- Request -
From the line containing "Point to the white line" down to the last line of the material, return those lines verbatim and only those.

- Provided data -
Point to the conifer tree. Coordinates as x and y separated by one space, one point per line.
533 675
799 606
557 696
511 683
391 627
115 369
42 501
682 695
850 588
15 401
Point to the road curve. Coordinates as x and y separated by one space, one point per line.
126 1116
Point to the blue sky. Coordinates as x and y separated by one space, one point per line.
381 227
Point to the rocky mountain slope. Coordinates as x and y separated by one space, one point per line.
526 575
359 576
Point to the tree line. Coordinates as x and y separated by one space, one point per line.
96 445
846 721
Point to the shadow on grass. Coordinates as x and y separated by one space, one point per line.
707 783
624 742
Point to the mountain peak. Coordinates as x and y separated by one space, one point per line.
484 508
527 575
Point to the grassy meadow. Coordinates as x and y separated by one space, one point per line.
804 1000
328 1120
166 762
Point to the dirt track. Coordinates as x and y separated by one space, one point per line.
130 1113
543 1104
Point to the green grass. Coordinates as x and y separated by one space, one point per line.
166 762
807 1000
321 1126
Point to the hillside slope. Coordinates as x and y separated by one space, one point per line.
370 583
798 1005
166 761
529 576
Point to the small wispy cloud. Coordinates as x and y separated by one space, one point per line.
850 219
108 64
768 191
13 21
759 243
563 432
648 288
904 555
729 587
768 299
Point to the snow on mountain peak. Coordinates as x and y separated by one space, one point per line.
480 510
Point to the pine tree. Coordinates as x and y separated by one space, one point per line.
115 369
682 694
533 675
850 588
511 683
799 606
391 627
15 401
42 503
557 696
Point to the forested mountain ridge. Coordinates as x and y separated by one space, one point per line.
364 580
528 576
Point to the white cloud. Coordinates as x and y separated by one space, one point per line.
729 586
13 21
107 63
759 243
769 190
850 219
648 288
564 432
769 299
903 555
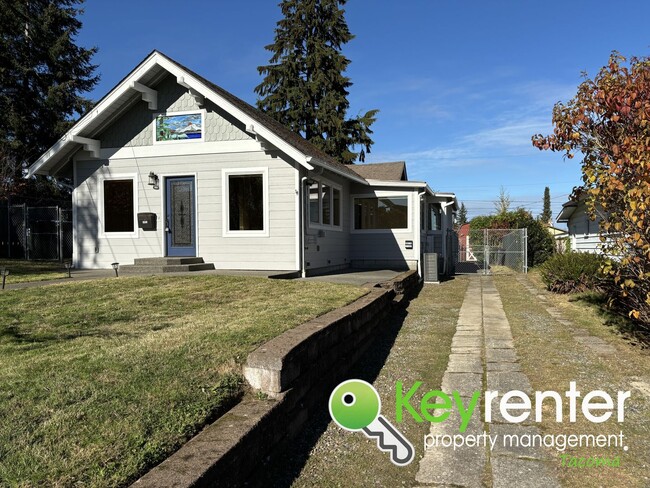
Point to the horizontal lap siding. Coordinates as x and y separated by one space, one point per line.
324 246
387 245
276 252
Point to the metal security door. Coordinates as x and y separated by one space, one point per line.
180 221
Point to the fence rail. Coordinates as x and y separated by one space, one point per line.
35 232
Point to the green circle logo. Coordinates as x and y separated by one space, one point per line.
354 404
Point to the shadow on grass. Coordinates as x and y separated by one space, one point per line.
285 467
611 318
12 334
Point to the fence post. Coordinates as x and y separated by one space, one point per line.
59 224
8 227
526 250
26 233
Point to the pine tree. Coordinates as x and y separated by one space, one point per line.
461 218
42 78
546 214
502 204
304 87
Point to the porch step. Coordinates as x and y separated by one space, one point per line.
166 261
165 265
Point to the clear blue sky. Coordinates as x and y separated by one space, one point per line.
461 86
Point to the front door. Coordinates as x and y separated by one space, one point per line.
180 221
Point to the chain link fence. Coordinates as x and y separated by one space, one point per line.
35 232
487 250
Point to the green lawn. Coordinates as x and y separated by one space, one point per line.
551 357
21 271
101 380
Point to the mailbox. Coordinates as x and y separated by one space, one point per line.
147 221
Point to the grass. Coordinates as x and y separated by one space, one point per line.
101 380
417 347
551 357
21 271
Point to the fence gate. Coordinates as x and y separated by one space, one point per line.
489 250
35 232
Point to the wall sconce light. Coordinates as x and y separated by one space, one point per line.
4 272
153 180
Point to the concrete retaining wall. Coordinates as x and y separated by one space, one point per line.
297 370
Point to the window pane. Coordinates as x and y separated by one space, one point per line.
118 206
336 206
381 213
246 199
327 217
314 203
434 217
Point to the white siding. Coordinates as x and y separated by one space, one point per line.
583 232
386 248
326 246
275 252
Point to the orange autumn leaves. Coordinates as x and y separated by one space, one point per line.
607 123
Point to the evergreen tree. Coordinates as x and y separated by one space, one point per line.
304 87
42 78
461 218
546 214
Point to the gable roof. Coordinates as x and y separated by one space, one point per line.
381 171
155 66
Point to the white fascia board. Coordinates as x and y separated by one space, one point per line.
402 184
106 102
248 121
355 178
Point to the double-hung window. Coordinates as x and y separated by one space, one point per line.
118 206
324 204
381 213
245 202
435 216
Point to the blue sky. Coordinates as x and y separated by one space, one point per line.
461 86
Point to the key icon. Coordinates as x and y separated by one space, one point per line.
355 405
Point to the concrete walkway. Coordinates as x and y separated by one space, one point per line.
483 357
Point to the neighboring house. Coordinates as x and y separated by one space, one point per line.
169 164
583 233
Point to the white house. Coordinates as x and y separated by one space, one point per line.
168 164
583 233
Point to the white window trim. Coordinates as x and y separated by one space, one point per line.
319 225
202 112
381 194
225 201
100 206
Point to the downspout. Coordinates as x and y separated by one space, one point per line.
303 271
444 236
419 231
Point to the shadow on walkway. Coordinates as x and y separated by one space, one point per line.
287 465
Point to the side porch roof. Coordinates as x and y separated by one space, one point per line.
136 86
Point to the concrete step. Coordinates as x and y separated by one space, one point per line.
166 261
169 268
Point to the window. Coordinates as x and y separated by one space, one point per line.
324 204
336 205
245 202
327 206
435 217
178 126
314 202
381 213
119 208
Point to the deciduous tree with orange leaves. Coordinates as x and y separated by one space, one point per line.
607 123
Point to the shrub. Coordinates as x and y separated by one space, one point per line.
572 272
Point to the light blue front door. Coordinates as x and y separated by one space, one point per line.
180 221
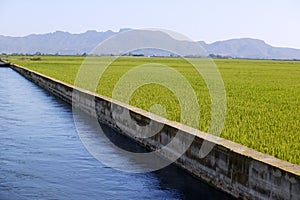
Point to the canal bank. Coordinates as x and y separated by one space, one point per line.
42 156
231 167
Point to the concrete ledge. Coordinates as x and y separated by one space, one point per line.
234 168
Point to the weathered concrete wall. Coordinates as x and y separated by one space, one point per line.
234 168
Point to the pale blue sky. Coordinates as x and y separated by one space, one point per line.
275 21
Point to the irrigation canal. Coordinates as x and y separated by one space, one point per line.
42 157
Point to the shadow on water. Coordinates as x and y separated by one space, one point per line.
171 178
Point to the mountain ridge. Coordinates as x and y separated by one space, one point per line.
65 43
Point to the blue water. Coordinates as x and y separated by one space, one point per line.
42 157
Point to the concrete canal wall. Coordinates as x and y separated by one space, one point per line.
234 168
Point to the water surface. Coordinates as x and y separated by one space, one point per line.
42 157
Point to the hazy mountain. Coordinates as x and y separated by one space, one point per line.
67 43
250 48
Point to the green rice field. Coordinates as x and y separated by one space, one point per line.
263 96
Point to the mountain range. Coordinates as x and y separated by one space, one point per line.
65 43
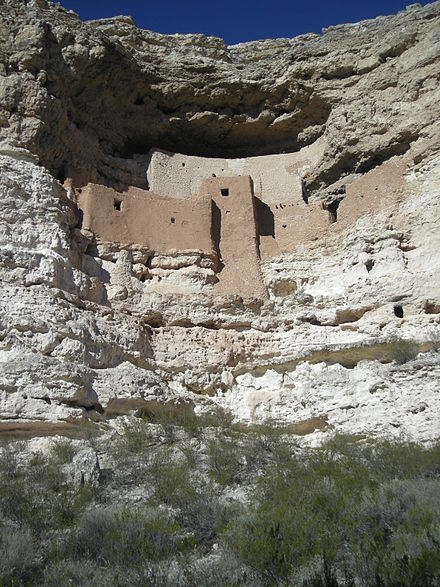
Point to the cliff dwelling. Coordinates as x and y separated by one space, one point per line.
229 214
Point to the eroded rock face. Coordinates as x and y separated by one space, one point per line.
91 327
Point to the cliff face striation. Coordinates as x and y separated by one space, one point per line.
254 227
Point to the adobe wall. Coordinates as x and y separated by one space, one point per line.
234 234
377 190
276 178
140 217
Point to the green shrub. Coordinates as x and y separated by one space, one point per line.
226 460
126 537
18 556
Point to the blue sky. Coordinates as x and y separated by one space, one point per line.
238 20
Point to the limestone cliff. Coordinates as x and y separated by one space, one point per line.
293 301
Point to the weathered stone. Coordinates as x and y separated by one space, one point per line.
292 309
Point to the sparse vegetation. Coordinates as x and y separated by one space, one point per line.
225 506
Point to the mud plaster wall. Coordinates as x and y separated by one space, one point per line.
276 178
234 233
140 217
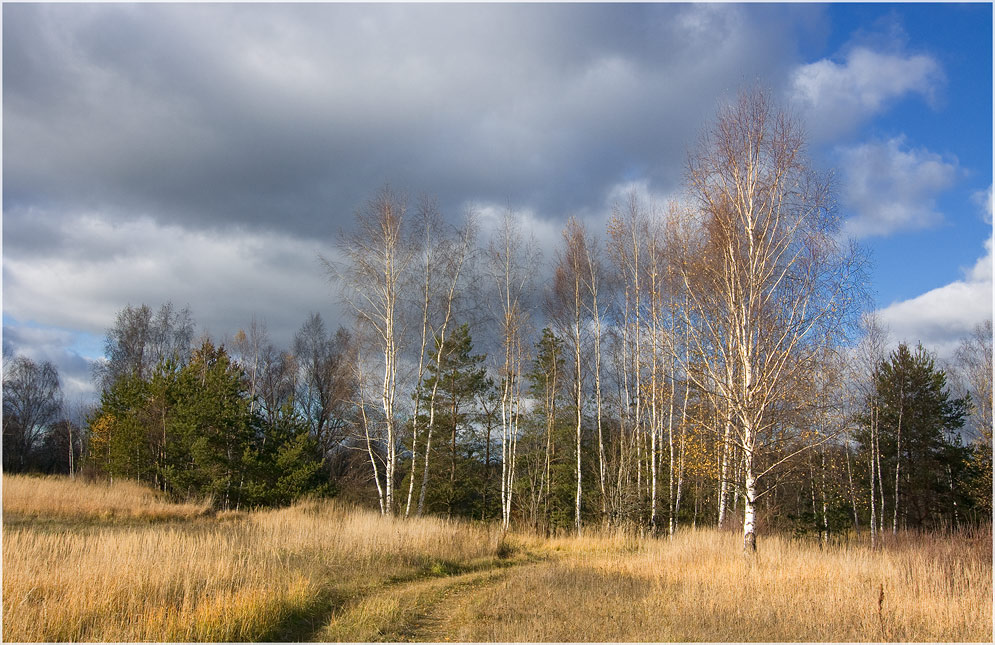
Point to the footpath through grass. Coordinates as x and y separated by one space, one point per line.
320 571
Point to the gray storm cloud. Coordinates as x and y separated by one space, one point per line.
290 116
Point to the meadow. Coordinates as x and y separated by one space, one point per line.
100 562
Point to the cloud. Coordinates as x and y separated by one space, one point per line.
54 345
254 113
940 318
836 97
226 277
986 201
889 187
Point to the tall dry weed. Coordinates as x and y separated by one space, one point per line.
248 578
57 496
700 587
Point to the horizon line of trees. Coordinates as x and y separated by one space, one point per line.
699 364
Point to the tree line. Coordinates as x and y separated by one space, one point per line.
702 362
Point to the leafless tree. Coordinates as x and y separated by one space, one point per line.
375 260
778 278
511 263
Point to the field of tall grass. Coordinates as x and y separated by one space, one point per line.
699 586
243 577
81 562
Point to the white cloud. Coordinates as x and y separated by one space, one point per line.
985 199
941 317
889 187
837 97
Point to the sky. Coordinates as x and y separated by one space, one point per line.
207 154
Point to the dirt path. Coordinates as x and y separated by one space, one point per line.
413 611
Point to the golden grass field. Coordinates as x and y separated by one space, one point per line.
116 563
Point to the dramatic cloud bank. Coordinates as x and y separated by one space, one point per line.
837 97
890 187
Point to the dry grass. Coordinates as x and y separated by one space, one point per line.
258 576
699 587
75 499
322 570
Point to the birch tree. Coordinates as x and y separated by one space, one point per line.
511 264
375 259
774 272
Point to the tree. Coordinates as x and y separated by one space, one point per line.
32 399
324 384
140 339
568 305
377 258
768 279
974 367
458 379
919 441
511 262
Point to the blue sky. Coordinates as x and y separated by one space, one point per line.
205 154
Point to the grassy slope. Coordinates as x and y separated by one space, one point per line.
77 570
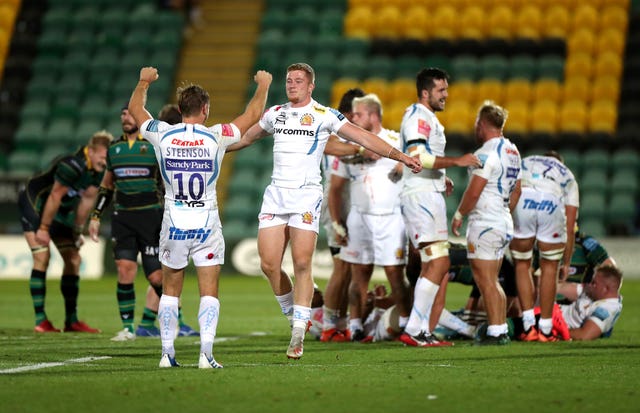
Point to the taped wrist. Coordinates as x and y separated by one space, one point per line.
105 195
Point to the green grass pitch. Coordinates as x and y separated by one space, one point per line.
90 373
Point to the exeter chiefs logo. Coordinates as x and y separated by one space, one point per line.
306 120
307 218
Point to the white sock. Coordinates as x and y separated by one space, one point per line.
329 318
545 325
301 316
355 324
448 320
424 295
528 319
495 330
168 321
208 315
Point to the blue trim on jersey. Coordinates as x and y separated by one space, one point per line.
499 148
425 209
315 142
484 232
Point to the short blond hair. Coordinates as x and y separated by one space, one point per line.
100 138
371 101
493 113
305 68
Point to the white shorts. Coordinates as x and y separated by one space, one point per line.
205 246
298 208
425 217
540 215
486 242
375 239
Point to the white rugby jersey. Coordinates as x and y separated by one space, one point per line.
549 175
299 138
604 312
189 157
372 192
420 126
501 168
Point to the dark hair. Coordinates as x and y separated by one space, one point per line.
170 114
425 78
347 99
191 98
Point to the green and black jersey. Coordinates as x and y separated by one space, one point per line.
135 173
71 171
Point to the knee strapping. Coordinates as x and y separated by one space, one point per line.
522 255
552 255
435 250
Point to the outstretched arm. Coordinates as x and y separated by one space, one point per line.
138 99
255 107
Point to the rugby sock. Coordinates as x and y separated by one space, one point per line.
168 320
286 304
301 316
452 322
545 325
329 318
126 295
528 319
208 319
148 318
495 330
38 288
424 295
355 324
69 286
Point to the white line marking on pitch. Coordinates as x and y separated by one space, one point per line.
53 364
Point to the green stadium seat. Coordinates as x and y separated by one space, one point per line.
593 180
592 205
593 227
621 210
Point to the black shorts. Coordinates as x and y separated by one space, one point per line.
136 232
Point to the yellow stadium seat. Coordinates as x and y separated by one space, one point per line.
403 90
578 64
339 87
611 40
576 88
603 117
544 117
462 91
546 89
585 16
472 23
608 64
447 18
517 90
614 17
489 89
605 88
518 119
556 21
387 22
573 117
358 21
415 24
499 22
581 41
392 117
459 117
379 87
528 22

- Result of the task -
Point to the white line marking on pitch. Coordinates as x and y separated by one space, one point per line.
53 364
Point to the green stadium seat. Coordinates as x and y separated by one space, one point per line.
593 180
592 205
593 227
621 210
Point to the black shorts. Coordinates as x and y separated by one space, one point per line.
136 232
Point to the yellow stadium seat. Coordinates as x and y separated by one space, one point per line.
403 90
578 64
339 87
611 40
576 88
603 117
544 117
462 91
546 89
585 16
472 23
608 64
447 18
517 90
614 17
489 89
605 88
518 119
556 21
387 22
573 117
358 21
415 24
499 22
581 41
392 117
459 117
379 87
528 22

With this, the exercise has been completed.